(Point placement records)

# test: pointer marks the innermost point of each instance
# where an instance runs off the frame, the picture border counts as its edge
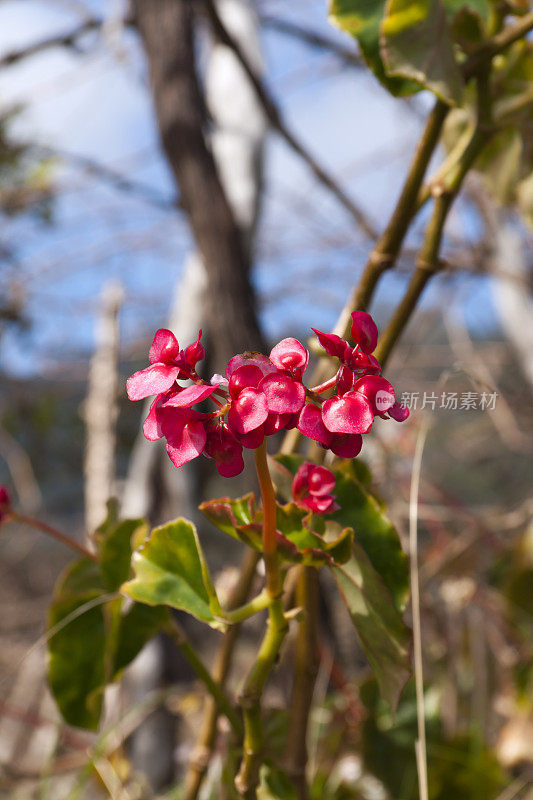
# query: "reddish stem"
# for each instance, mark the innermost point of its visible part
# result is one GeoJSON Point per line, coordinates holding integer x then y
{"type": "Point", "coordinates": [61, 537]}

**Stated exercise**
Can you put every line of the records into a Markdown table with the columns Row and Line, numbering each line and skipping any blank ones? Keep the pictures out of the answer.

**The solution**
| Row | Line |
|---|---|
| 1 | # test: pointer marks the innermost point of each instance |
| 2 | # where an instance runs off the frame, the picture border counts as its edge |
| 3 | # query: "reddish stem" |
| 4 | # for each instance, mark the innermost point of its visible part |
| 5 | # result is one GeoJSON Point per line, coordinates holding integer x then y |
| 6 | {"type": "Point", "coordinates": [61, 537]} |